## Instructions for the task
Using the records that appear below, write out exactly the lines from the one with "Query: rooftop" through the one with "like [(339, 97)].", keeping both end lines.

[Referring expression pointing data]
--------------------
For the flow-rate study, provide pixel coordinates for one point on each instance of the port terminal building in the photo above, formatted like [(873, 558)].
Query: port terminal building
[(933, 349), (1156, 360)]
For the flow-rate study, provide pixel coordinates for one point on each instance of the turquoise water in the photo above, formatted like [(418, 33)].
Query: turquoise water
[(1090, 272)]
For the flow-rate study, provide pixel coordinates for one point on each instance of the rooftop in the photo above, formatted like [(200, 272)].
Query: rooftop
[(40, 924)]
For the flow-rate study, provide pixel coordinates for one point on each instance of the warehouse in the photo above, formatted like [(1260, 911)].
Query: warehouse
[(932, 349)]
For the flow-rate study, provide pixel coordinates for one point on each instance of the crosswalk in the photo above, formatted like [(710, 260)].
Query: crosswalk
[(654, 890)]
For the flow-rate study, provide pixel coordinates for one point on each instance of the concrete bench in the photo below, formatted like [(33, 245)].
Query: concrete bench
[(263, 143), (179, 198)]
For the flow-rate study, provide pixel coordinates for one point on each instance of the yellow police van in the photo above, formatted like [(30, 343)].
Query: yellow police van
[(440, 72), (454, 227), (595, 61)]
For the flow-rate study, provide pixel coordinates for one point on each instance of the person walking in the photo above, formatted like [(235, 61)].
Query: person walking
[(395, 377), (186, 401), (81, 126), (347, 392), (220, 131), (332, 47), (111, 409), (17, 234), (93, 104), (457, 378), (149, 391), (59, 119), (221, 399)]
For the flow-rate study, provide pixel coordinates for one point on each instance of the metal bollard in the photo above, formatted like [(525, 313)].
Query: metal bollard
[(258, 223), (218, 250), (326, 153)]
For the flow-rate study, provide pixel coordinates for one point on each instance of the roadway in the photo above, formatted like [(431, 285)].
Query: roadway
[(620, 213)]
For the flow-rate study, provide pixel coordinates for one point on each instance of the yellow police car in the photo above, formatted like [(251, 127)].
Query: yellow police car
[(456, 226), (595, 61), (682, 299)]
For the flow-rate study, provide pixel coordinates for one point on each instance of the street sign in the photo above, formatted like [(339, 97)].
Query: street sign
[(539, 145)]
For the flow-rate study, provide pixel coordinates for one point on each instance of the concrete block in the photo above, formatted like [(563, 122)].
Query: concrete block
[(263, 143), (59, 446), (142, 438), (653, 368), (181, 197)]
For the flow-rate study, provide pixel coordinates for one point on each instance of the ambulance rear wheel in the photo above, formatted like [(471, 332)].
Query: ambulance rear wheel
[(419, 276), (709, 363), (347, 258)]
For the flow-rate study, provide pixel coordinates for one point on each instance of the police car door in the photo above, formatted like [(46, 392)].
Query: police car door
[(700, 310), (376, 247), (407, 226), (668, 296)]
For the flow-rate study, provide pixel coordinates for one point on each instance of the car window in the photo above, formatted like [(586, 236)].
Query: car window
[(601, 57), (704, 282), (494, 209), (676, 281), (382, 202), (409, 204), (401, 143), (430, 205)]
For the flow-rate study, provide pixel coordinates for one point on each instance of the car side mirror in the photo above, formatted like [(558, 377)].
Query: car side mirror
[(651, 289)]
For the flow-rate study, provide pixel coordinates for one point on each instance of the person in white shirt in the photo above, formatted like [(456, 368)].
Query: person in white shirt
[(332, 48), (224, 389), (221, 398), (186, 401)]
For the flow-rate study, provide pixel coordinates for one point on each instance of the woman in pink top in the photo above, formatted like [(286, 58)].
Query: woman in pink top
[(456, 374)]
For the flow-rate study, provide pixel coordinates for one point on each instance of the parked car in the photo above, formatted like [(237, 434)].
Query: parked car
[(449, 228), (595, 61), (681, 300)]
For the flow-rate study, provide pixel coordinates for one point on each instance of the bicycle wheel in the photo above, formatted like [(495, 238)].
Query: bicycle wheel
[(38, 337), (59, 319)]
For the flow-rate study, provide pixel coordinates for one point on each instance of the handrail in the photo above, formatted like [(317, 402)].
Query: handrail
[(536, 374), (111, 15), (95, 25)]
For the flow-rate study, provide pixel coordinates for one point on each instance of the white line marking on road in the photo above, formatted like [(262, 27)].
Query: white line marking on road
--------------------
## Exercise output
Query: rooftop
[(40, 924)]
For the flow-rate study, provide pixel coordinates for one point on each instance of the warehouse in the photo above, formatted like [(1260, 911)].
Query: warehouse
[(932, 349)]
For the flow-rate study, provide pixel coordinates for one point on each instance of the crosswalk in the photo above, formatted like [(710, 260)].
Query: crosswalk
[(654, 890)]
For the flow-rate study, provide pixel coordinates for one point on each instance of the concrete bench in the photo below, formatted like [(33, 245)].
Query: concrete bench
[(263, 143), (179, 198)]
For the flow-rate study, provide pixel coordinates for one point on each instance of the yellow police van in the photo above, formatted like [(30, 343)].
Query: yellow police van
[(440, 72), (454, 227), (595, 61)]
For the flow-rate study, provide pixel coordinates for one point on each instance of the person walking in the photo above, formatted like [(235, 61)].
Query: person walking
[(395, 377), (186, 401), (81, 126), (347, 392), (220, 131), (332, 47), (111, 409), (17, 234), (93, 104), (457, 378), (149, 391), (59, 119), (221, 399)]
For the flow-rate study, provide pixel coordinates for one point on each instance of the metal bollard in the photo above, formatted like [(525, 313)].
Query: metal bollard
[(258, 223), (218, 250), (326, 153)]
For the flow-rate study, provide pixel coordinates for one point on each instance of the roadway in the photo above, formatted like [(431, 285)].
Query: roadway
[(620, 213)]
For the flow-rate study, provide pixel coordinates for one point on each instance of the yellow police car in the photo above, formatted like [(251, 127)].
Query: yellow police car
[(456, 226), (595, 61), (682, 299)]
For the flow-rate study, provide pixel coordinates for one point on each instance of the street sign in the photo above, formatted like [(339, 97)].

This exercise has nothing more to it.